◆ Given exercise: Rescale the saved entries below by writing out every line of each one again, with each point coordinate in the answers multiplied by 2.35 and rounded to a whole number (halves round up). Leave the pictures out of your answer.

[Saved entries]

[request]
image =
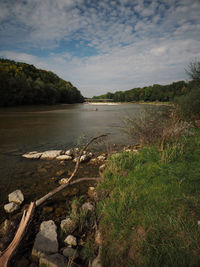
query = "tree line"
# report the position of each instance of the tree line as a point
(155, 92)
(24, 84)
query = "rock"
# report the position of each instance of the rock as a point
(69, 152)
(22, 262)
(64, 157)
(42, 170)
(98, 238)
(70, 240)
(46, 240)
(97, 262)
(32, 155)
(102, 168)
(47, 209)
(16, 197)
(101, 158)
(70, 252)
(87, 206)
(51, 154)
(68, 225)
(10, 207)
(6, 226)
(55, 260)
(61, 172)
(63, 180)
(92, 193)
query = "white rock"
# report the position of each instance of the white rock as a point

◆ Completed task:
[request]
image =
query = "tree line"
# report the position of each instance of the tree line as a point
(364, 216)
(56, 197)
query = "rock"
# report the position of each instance of the rock as a point
(162, 357)
(52, 616)
(150, 369)
(99, 400)
(230, 559)
(165, 564)
(108, 564)
(228, 616)
(75, 364)
(240, 395)
(110, 491)
(38, 463)
(237, 371)
(165, 592)
(204, 484)
(120, 362)
(160, 529)
(24, 486)
(14, 531)
(129, 611)
(143, 404)
(148, 423)
(216, 454)
query = "white rock"
# report the position of each instance of the white rock as a point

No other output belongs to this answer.